> _Given exercise 1_
Reproduce the passage on the history of the Lodge starting with "The Lodge, Kilbroney (Image: Lawrence" and going on through "at that time.", renaming "High Sheriff" as "Sheriff".
> _Given exercise 2_
List every line of the entries that contains the string "skyline".

> _Excerpt to read_
——————
Colonel Roxburgh owned the Lodge for about four years, when he sold it to the Hon Albert Stratford George Canning (1832-1916), second son of George, 1st Baron Garvagh.

Albert Stratford George Canning (image: National Portrait Gallery)

Canning created a zoo and aviary within the demesne, in addition to an arboretum which was planted around the Lodge.

The Lodge was sold in 1919 to the Lyon family, of whom Lieutenant-Colonel Frederick Lee Hopkinson Lyon (1833-1906), son of James Wittit Lyon, a banker and solicitor (Lyon, Barnes, and Ellis), of Miserden Park, Gloucestershire.

Colonel Lyon's son, Alick William Wittit Lyon (1879-1934) owned the Lodge until his death in 1934, when it passed to his sister, Miss Marianne (May) Constance Emmeline Lyon (1877-1962).

According to an article by Rosemary Archer in the Crabbet website Colonel Lyon established the Harwood Stud in 1896, and some of the horses were later kept at their property in Rostrevor.

The Lodge, Kilbroney (Image: Lawrence Collection/NLI)

Captain Arthur Charles Nugent, High Sheriff of County Down in 1930, gave his address as The Lodge, so perhaps the Lyons leased or rented the property at that time.

In 1967 the Lodge operated as a guest-house: Ron Duffy on Facebook stayed there when it was run by Mrs Morgan and her six daughters. 

The Lyon family sold the property to the local council in 1977; and the Lodge was demolished in 1980.

The Lodge was situated on a rise overlooking the lower meadow.

The Lodge, Kilbroney, Rostrevor ca 1834 (Historic OS map); Click to enlarge

The Northern Ireland Register of Parks, Gardens, and Demesne of Special Historic Interest remarks that the parkland surrounding the Lodge had two avenue approaches leading to the Lodge, one from the village of Rostrevor, and the other from the south at the Quay opposite May Cottage, the former Steward's House; both had Victorian gate lodges (demolished in the 1970s).

The May Cottage lodge was almost beside the Great Northern Hotel.


A modern visitor centre was built considerably higher up the slope.
——————
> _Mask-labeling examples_
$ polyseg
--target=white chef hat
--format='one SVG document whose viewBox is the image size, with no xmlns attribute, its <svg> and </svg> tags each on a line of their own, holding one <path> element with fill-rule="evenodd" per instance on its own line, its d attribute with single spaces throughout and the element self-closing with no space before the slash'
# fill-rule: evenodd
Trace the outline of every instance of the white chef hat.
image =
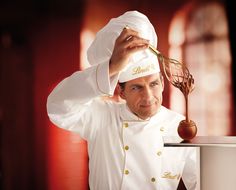
<svg viewBox="0 0 236 190">
<path fill-rule="evenodd" d="M 95 40 L 87 51 L 88 61 L 91 65 L 110 60 L 115 41 L 126 26 L 137 31 L 140 37 L 148 39 L 149 43 L 156 47 L 157 35 L 149 19 L 138 11 L 128 11 L 111 19 L 96 34 Z M 160 72 L 160 67 L 157 57 L 149 49 L 141 50 L 133 54 L 127 67 L 121 71 L 119 82 L 126 82 L 158 72 Z"/>
</svg>

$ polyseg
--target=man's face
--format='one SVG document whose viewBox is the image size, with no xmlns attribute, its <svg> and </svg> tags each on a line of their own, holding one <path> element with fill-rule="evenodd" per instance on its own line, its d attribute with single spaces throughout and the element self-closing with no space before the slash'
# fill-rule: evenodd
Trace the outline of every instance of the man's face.
<svg viewBox="0 0 236 190">
<path fill-rule="evenodd" d="M 164 83 L 158 73 L 126 82 L 124 89 L 120 89 L 120 96 L 135 115 L 148 119 L 160 108 L 163 89 Z"/>
</svg>

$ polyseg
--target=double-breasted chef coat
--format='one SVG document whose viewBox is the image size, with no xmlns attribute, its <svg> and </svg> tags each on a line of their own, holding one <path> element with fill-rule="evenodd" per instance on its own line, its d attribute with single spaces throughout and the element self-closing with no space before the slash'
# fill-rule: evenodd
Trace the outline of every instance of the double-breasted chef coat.
<svg viewBox="0 0 236 190">
<path fill-rule="evenodd" d="M 163 136 L 178 136 L 183 116 L 161 107 L 141 120 L 125 103 L 104 101 L 119 76 L 109 78 L 108 63 L 78 71 L 48 97 L 50 120 L 88 142 L 91 190 L 175 190 L 183 178 L 196 188 L 196 150 L 163 147 Z"/>
</svg>

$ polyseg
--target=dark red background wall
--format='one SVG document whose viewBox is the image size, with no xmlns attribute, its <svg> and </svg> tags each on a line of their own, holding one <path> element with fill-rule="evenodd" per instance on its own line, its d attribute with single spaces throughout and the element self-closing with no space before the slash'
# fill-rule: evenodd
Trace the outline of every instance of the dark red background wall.
<svg viewBox="0 0 236 190">
<path fill-rule="evenodd" d="M 93 19 L 105 24 L 112 16 L 137 9 L 156 26 L 159 50 L 167 55 L 169 23 L 185 2 L 0 2 L 2 189 L 88 189 L 86 142 L 53 126 L 46 113 L 47 96 L 53 87 L 80 69 L 82 28 Z M 100 17 L 94 18 L 93 11 L 98 10 Z M 168 87 L 164 96 L 168 107 Z"/>
</svg>

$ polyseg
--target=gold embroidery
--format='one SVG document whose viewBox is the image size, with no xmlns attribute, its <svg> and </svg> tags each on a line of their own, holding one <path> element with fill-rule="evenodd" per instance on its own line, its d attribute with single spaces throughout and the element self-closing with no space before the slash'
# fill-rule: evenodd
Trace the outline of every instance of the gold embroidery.
<svg viewBox="0 0 236 190">
<path fill-rule="evenodd" d="M 132 75 L 137 75 L 137 74 L 140 74 L 140 73 L 149 72 L 150 70 L 155 70 L 155 65 L 154 64 L 150 64 L 150 65 L 147 65 L 145 67 L 141 67 L 141 66 L 135 67 L 133 69 Z"/>
<path fill-rule="evenodd" d="M 176 180 L 179 180 L 180 177 L 181 177 L 180 174 L 172 175 L 171 172 L 165 172 L 164 175 L 162 176 L 162 178 L 176 179 Z"/>
</svg>

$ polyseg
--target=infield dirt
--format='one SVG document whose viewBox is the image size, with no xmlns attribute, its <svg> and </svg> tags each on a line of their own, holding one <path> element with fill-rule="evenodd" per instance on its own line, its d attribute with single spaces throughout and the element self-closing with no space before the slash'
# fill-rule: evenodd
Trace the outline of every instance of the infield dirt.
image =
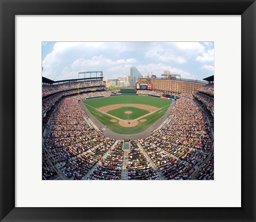
<svg viewBox="0 0 256 222">
<path fill-rule="evenodd" d="M 130 121 L 129 119 L 122 119 L 119 118 L 118 118 L 116 116 L 112 116 L 111 115 L 110 115 L 107 113 L 107 112 L 108 111 L 113 110 L 116 109 L 118 109 L 122 107 L 128 107 L 128 106 L 135 107 L 135 108 L 138 108 L 139 109 L 145 109 L 149 112 L 150 113 L 143 116 L 140 116 L 139 118 L 137 118 L 136 119 L 133 119 L 131 121 Z M 104 106 L 103 107 L 100 107 L 98 109 L 98 111 L 99 111 L 104 114 L 107 115 L 109 116 L 115 118 L 115 119 L 118 119 L 119 121 L 118 122 L 119 125 L 120 125 L 122 126 L 133 127 L 133 126 L 137 126 L 138 124 L 139 121 L 140 119 L 145 116 L 148 116 L 149 115 L 151 115 L 151 114 L 160 109 L 161 109 L 157 107 L 155 107 L 155 106 L 149 106 L 148 105 L 135 104 L 123 104 L 111 105 L 109 106 Z M 111 119 L 110 121 L 112 122 L 115 122 L 114 121 L 115 120 L 115 119 Z M 147 121 L 147 120 L 142 118 L 140 121 L 140 122 L 145 122 L 145 121 Z"/>
</svg>

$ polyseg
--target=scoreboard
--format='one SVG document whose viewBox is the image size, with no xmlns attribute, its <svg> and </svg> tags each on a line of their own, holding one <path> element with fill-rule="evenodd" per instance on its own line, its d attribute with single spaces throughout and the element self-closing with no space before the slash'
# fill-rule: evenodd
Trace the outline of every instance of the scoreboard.
<svg viewBox="0 0 256 222">
<path fill-rule="evenodd" d="M 151 84 L 140 84 L 137 83 L 137 89 L 149 89 L 151 90 Z"/>
<path fill-rule="evenodd" d="M 150 79 L 138 79 L 137 83 L 139 84 L 150 84 Z"/>
</svg>

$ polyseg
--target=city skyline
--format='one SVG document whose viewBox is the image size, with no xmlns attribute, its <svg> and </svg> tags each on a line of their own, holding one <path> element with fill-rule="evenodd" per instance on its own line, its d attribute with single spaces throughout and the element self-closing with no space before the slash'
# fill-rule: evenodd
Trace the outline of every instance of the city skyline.
<svg viewBox="0 0 256 222">
<path fill-rule="evenodd" d="M 43 42 L 42 67 L 43 76 L 55 80 L 98 70 L 104 79 L 117 79 L 130 74 L 132 67 L 141 75 L 161 77 L 169 70 L 202 80 L 214 74 L 214 42 Z"/>
</svg>

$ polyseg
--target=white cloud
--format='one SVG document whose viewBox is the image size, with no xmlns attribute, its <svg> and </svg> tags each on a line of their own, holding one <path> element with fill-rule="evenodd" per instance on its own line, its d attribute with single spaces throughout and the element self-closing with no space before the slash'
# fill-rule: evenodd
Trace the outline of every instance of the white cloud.
<svg viewBox="0 0 256 222">
<path fill-rule="evenodd" d="M 122 64 L 129 63 L 136 63 L 135 59 L 131 58 L 126 59 L 120 59 L 116 61 L 113 61 L 110 58 L 106 58 L 102 55 L 99 56 L 93 56 L 90 59 L 86 59 L 84 58 L 79 58 L 72 64 L 71 67 L 75 68 L 86 68 L 97 66 L 109 66 L 117 64 Z"/>
<path fill-rule="evenodd" d="M 187 59 L 180 56 L 164 50 L 150 50 L 145 54 L 145 57 L 161 62 L 174 62 L 179 64 L 186 63 Z"/>
<path fill-rule="evenodd" d="M 148 72 L 153 72 L 158 77 L 161 77 L 164 70 L 170 70 L 171 74 L 180 74 L 181 78 L 194 79 L 195 78 L 194 75 L 188 72 L 177 68 L 172 68 L 170 65 L 164 65 L 162 63 L 150 63 L 147 65 L 139 65 L 137 66 L 137 69 L 141 74 L 147 74 Z"/>
<path fill-rule="evenodd" d="M 209 70 L 211 71 L 213 71 L 214 70 L 214 67 L 212 65 L 204 65 L 203 66 L 201 67 L 201 69 L 203 69 L 204 70 Z"/>
<path fill-rule="evenodd" d="M 203 56 L 197 56 L 196 61 L 202 63 L 213 62 L 214 60 L 214 49 L 208 49 L 207 52 L 203 54 Z"/>
<path fill-rule="evenodd" d="M 42 43 L 43 50 L 46 44 Z M 60 80 L 76 78 L 80 71 L 102 70 L 105 78 L 111 78 L 127 74 L 135 66 L 142 74 L 161 74 L 169 70 L 183 78 L 195 78 L 192 72 L 202 75 L 203 69 L 212 69 L 203 65 L 213 65 L 213 47 L 194 42 L 56 42 L 42 62 L 43 75 Z M 196 61 L 202 63 L 201 69 Z"/>
<path fill-rule="evenodd" d="M 199 42 L 175 42 L 176 45 L 181 50 L 193 50 L 197 53 L 204 52 L 204 47 Z"/>
</svg>

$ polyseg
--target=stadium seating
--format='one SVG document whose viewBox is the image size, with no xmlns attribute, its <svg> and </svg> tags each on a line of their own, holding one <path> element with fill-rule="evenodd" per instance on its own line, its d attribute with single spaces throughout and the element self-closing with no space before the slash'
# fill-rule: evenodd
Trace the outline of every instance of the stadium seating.
<svg viewBox="0 0 256 222">
<path fill-rule="evenodd" d="M 65 87 L 70 89 L 77 86 L 43 87 L 43 95 L 65 90 Z M 213 180 L 213 155 L 201 165 L 212 149 L 211 126 L 207 123 L 213 123 L 213 116 L 209 113 L 210 110 L 214 113 L 212 97 L 201 90 L 194 96 L 180 93 L 169 117 L 171 120 L 164 127 L 154 131 L 147 138 L 131 141 L 128 165 L 124 168 L 123 141 L 91 129 L 86 120 L 88 115 L 78 103 L 81 98 L 110 96 L 111 92 L 102 91 L 103 88 L 85 91 L 79 97 L 63 96 L 61 92 L 43 100 L 43 117 L 52 110 L 44 126 L 43 180 L 59 176 L 52 166 L 62 172 L 65 180 L 121 180 L 124 169 L 127 180 L 190 180 L 194 175 L 196 180 Z M 213 88 L 210 86 L 203 90 L 213 93 Z M 137 93 L 161 94 L 145 91 Z M 76 89 L 65 95 L 76 92 Z"/>
</svg>

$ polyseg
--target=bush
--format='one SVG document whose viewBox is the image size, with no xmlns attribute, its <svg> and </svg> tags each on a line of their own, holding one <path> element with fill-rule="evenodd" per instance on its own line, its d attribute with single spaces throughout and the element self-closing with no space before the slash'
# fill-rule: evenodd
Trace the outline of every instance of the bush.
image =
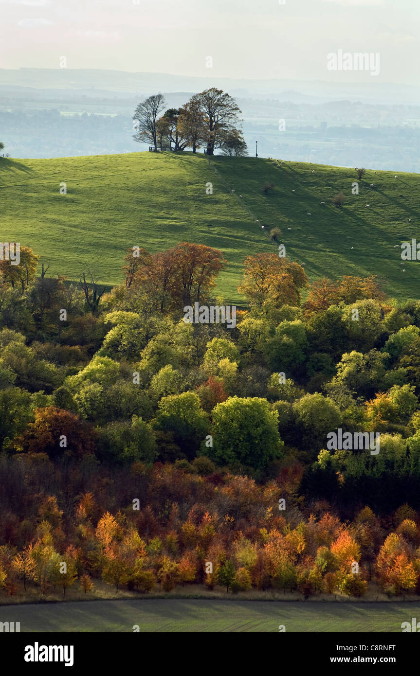
<svg viewBox="0 0 420 676">
<path fill-rule="evenodd" d="M 346 195 L 344 193 L 339 193 L 335 197 L 333 197 L 333 201 L 336 207 L 341 209 L 343 204 L 346 201 Z"/>
<path fill-rule="evenodd" d="M 281 234 L 280 228 L 277 228 L 277 226 L 275 228 L 272 228 L 270 231 L 270 237 L 274 242 L 279 241 L 279 238 L 281 236 Z"/>
</svg>

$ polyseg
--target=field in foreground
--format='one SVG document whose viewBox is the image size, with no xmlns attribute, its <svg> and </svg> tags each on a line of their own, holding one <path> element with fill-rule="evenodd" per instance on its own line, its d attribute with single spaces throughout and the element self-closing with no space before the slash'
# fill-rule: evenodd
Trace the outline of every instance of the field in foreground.
<svg viewBox="0 0 420 676">
<path fill-rule="evenodd" d="M 420 240 L 419 179 L 369 170 L 354 195 L 354 168 L 277 166 L 264 158 L 169 152 L 0 158 L 1 237 L 32 247 L 49 274 L 78 280 L 90 268 L 109 285 L 121 281 L 129 247 L 155 252 L 181 241 L 205 244 L 229 261 L 218 289 L 240 304 L 243 259 L 276 250 L 265 224 L 281 228 L 286 254 L 304 263 L 312 280 L 377 274 L 390 295 L 417 297 L 420 264 L 402 264 L 400 245 Z M 274 191 L 264 195 L 269 183 Z M 62 183 L 66 195 L 60 193 Z M 208 183 L 212 194 L 206 193 Z M 346 196 L 342 210 L 332 203 L 340 191 Z"/>
<path fill-rule="evenodd" d="M 418 603 L 287 603 L 141 600 L 0 606 L 0 621 L 21 632 L 400 633 Z"/>
</svg>

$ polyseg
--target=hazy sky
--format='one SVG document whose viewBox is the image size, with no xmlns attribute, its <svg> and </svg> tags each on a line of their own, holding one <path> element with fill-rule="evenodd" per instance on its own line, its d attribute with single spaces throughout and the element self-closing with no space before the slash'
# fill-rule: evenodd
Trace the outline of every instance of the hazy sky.
<svg viewBox="0 0 420 676">
<path fill-rule="evenodd" d="M 0 68 L 420 84 L 420 0 L 137 2 L 0 0 Z M 379 53 L 379 76 L 327 70 L 339 49 Z"/>
</svg>

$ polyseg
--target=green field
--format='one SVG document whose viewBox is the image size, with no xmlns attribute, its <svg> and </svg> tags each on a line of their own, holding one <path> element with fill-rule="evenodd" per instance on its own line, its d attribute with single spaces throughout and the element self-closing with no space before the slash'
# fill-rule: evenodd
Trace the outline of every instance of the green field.
<svg viewBox="0 0 420 676">
<path fill-rule="evenodd" d="M 420 617 L 417 603 L 319 603 L 180 599 L 0 606 L 20 631 L 400 633 Z"/>
<path fill-rule="evenodd" d="M 2 241 L 32 247 L 51 274 L 74 280 L 90 268 L 106 284 L 121 281 L 129 247 L 154 252 L 185 241 L 214 247 L 229 263 L 218 289 L 240 304 L 243 259 L 275 251 L 261 225 L 279 226 L 286 254 L 305 264 L 310 279 L 373 274 L 391 295 L 418 297 L 420 263 L 402 264 L 399 245 L 420 241 L 419 179 L 368 170 L 352 195 L 354 168 L 277 166 L 263 158 L 169 152 L 0 158 L 0 234 Z M 266 196 L 269 182 L 275 188 Z M 67 195 L 60 194 L 62 183 Z M 206 193 L 208 183 L 212 195 Z M 347 197 L 342 210 L 331 201 L 340 191 Z"/>
</svg>

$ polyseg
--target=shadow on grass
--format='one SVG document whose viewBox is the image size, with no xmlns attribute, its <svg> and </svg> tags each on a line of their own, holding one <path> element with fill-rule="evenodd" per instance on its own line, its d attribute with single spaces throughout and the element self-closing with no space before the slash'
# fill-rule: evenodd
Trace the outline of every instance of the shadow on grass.
<svg viewBox="0 0 420 676">
<path fill-rule="evenodd" d="M 10 158 L 0 158 L 0 170 L 11 171 L 12 170 L 22 171 L 25 174 L 35 173 L 33 169 L 30 169 L 23 162 L 19 162 L 17 160 L 11 160 Z"/>
</svg>

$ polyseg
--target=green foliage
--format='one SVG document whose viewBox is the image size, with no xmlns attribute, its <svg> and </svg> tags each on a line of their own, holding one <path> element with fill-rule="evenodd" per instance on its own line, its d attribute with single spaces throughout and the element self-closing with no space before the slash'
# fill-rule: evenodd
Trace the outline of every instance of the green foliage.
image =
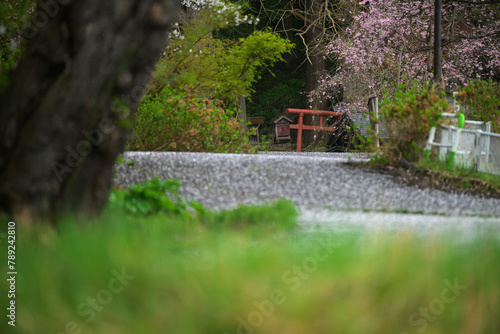
<svg viewBox="0 0 500 334">
<path fill-rule="evenodd" d="M 7 73 L 21 58 L 21 30 L 34 8 L 34 0 L 4 0 L 0 4 L 0 92 L 8 84 Z"/>
<path fill-rule="evenodd" d="M 436 86 L 419 89 L 415 85 L 408 90 L 401 86 L 381 105 L 380 114 L 391 137 L 382 159 L 391 165 L 398 165 L 401 159 L 419 161 L 429 130 L 444 112 L 452 112 L 452 108 Z"/>
<path fill-rule="evenodd" d="M 180 182 L 153 178 L 147 182 L 118 187 L 111 190 L 108 208 L 122 209 L 134 215 L 166 213 L 173 216 L 191 218 L 206 214 L 197 202 L 186 202 L 179 197 Z"/>
<path fill-rule="evenodd" d="M 170 86 L 146 96 L 136 113 L 129 150 L 249 153 L 248 135 L 234 110 Z M 255 148 L 256 149 L 256 148 Z"/>
<path fill-rule="evenodd" d="M 297 226 L 297 209 L 292 202 L 280 200 L 273 204 L 240 206 L 215 213 L 211 225 L 217 227 L 266 226 L 290 229 Z"/>
<path fill-rule="evenodd" d="M 200 25 L 200 19 L 184 25 L 185 37 L 171 40 L 157 64 L 152 93 L 167 85 L 184 86 L 198 96 L 235 105 L 239 97 L 250 96 L 259 72 L 283 60 L 282 54 L 292 48 L 269 29 L 234 41 L 213 38 Z"/>
<path fill-rule="evenodd" d="M 248 333 L 498 333 L 498 229 L 480 231 L 221 233 L 116 212 L 18 230 L 18 320 L 0 332 L 237 333 L 244 321 L 260 324 Z"/>
<path fill-rule="evenodd" d="M 464 107 L 467 118 L 491 122 L 491 131 L 500 133 L 500 84 L 476 81 L 462 87 L 457 100 Z"/>
<path fill-rule="evenodd" d="M 258 82 L 260 94 L 253 94 L 247 104 L 251 116 L 264 116 L 265 123 L 272 122 L 286 108 L 306 108 L 305 79 L 297 78 L 283 70 L 276 77 L 266 76 Z"/>
</svg>

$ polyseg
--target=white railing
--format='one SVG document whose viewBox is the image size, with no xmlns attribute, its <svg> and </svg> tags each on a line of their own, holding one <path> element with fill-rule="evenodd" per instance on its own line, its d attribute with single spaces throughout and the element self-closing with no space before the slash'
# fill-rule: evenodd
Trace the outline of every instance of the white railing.
<svg viewBox="0 0 500 334">
<path fill-rule="evenodd" d="M 458 134 L 457 128 L 442 126 L 439 158 L 449 156 L 449 146 L 459 135 L 454 165 L 500 175 L 500 134 L 490 132 L 490 128 L 490 123 L 466 121 Z"/>
</svg>

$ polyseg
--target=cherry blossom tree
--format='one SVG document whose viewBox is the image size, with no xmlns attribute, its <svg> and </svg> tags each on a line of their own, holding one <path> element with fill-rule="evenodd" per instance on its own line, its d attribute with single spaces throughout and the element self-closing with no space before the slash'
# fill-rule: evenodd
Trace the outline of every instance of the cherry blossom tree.
<svg viewBox="0 0 500 334">
<path fill-rule="evenodd" d="M 399 84 L 424 85 L 433 78 L 434 0 L 373 0 L 355 16 L 325 57 L 338 63 L 326 73 L 315 98 L 343 91 L 351 109 Z M 498 1 L 443 1 L 442 78 L 447 90 L 471 80 L 500 77 Z"/>
</svg>

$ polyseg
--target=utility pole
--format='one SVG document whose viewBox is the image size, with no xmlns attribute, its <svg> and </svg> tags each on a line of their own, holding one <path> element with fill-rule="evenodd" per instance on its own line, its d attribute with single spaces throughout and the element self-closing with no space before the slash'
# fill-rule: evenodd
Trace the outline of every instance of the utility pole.
<svg viewBox="0 0 500 334">
<path fill-rule="evenodd" d="M 441 85 L 441 0 L 434 0 L 434 82 Z"/>
</svg>

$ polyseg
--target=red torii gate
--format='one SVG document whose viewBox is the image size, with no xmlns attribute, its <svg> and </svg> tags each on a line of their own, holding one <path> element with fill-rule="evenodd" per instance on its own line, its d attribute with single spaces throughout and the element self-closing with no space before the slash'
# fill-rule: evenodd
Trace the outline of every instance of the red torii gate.
<svg viewBox="0 0 500 334">
<path fill-rule="evenodd" d="M 312 110 L 312 109 L 292 109 L 286 110 L 288 114 L 299 115 L 299 124 L 290 124 L 290 129 L 299 130 L 297 134 L 297 152 L 302 151 L 302 130 L 316 130 L 316 131 L 335 131 L 337 128 L 322 126 L 323 117 L 341 117 L 343 112 L 340 111 L 326 111 L 326 110 Z M 318 125 L 304 125 L 304 115 L 319 116 Z"/>
</svg>

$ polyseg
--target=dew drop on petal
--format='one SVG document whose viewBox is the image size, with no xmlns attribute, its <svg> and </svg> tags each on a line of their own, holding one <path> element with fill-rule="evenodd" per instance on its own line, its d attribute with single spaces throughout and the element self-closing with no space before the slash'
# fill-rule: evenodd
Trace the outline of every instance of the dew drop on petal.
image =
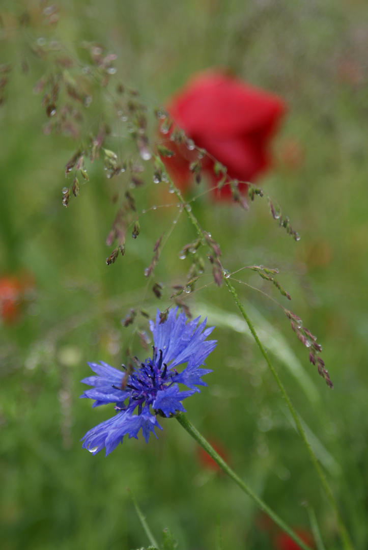
<svg viewBox="0 0 368 550">
<path fill-rule="evenodd" d="M 152 158 L 152 153 L 146 147 L 142 147 L 139 151 L 141 158 L 144 161 L 149 161 Z"/>
<path fill-rule="evenodd" d="M 193 139 L 188 139 L 186 140 L 186 146 L 189 151 L 193 151 L 195 149 L 195 144 Z"/>
</svg>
——————
> _Correct response 1_
The Lodge, Kilbroney (Image: Lawrence Collection/NLI)

Captain Arthur Charles Nugent, Sheriff of County Down in 1930, gave his address as The Lodge, so perhaps the Lyons leased or rented the property at that time.

> _Correct response 2_
--target=city skyline
Trace the outline of every instance of the city skyline.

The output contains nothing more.